**Vorliegender Textauszug**
________________________________________

Auf dem falschen Fuß erwischt

Wer also sollte sich noch Sorgen machen? Vorrangig Ariel Sharon, Bushs Freund, Lehrer und Wegweiser. Einem Wink des Schicksals gleich errang Bush seinen großen Sieg am 2. November einen Tag vor der so plötzlichen wie mysteriösen Verschlechterung des Gesundheitszustands von Yassir Arafat. Wenig später wurde Sharons bisheriges Alibi in Ramallah beigesetzt.

Israelische Regierungen schätzten es, Arafat als Monster zu präsentieren und das selbst fabrizierte Bild als Vorwand zu nehmen, einen möglichen Frieden zu unterlaufen. Denn Frieden könnte bedeuten, dass Israel sich hinter die Grenzen von 1967 zurückziehen und seine Siedlungen auflösen muss. Frieden könnte auch bedeuten, Ostjerusalem aufzugeben und damit mehr als die Hälfte der "ewigen Hauptstadt Israels". Deshalb die Dämonisierung von Arafat. Mit einem Monster kann man schließlich keinen Frieden schließen. Selbst Bush hatte das verstanden.

Nun ist Arafat nicht mehr da, Bush wiedergewählt und Sharon in großer Not. Denn seit drei Jahren hieß das unablässig repetierte Mantra in Washington: Wir müssen den internationalen Terrorismus bekämpfen. Diese Priorität lag ganz auf der Linie Sharons - auch er ritt auf dem Pferd des Anti-Terrorkampfes. Nun allerdings könnte für die nächsten vier Jahre das Motto in Washington lauten: Demokratie im Nahen Osten, dafür bürgt auch Mahmud Abbas (Abu Masen), der seinerseits das Demokratiepferd reitet. Der neue Vorsitzende der PLO trägt Anzug und Krawatte, keine Uniform. Er sieht aus wie ein ganz gewöhnlicher demokratischer Führer und lehnt die Selbstmordattentate entschieden ab. Entgegen aller israelischen Prophezeiungen vollzieht sich der palästinensische Machtwechsel weitgehend so, wie man das von einem zivilisierten Land erwartet - in fünf Wochen soll es Wahlen geben.

________________________________________

**Datensatzinhalt**
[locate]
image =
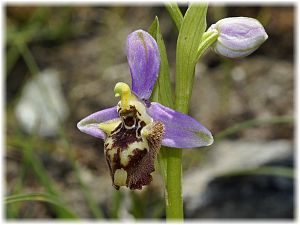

________________________________________

**Arbeitsaufträge**
- 1) Übertragen Sie den folgenden Satz aus dem Textauszug über Arafat und Sharon ins Englische: "Mit einem Monster kann man schließlich keinen Frieden schließen."
- 2) Beantworten Sie anhand des Textauszugs über Arafat und Sharon die folgenden Fragen:
(a) An welchem Datum errang Bush seinen großen Sieg?
(b) Wo wurde Sharons bisheriges Alibi beigesetzt?
(c) In wie vielen Wochen soll es Wahlen geben?
- 3) Zitieren Sie aus dem Textauszug über Arafat und Sharon die Stelle zwischen "Israelische Regierungen schätzten" und "hatte das verstanden.", beide eingeschlossen.

**Die Lösungen**
- 1) After all, one cannot make peace with a monster.

- 2)
(a) Am 2. November.
(b) In Ramallah.
(c) In fünf Wochen.

- 3)
Israelische Regierungen schätzten es, Arafat als Monster zu präsentieren und das selbst fabrizierte Bild als Vorwand zu nehmen, einen möglichen Frieden zu unterlaufen. Denn Frieden könnte bedeuten, dass Israel sich hinter die Grenzen von 1967 zurückziehen und seine Siedlungen auflösen muss. Frieden könnte auch bedeuten, Ostjerusalem aufzugeben und damit mehr als die Hälfte der "ewigen Hauptstadt Israels". Deshalb die Dämonisierung von Arafat. Mit einem Monster kann man schließlich keinen Frieden schließen. Selbst Bush hatte das verstanden.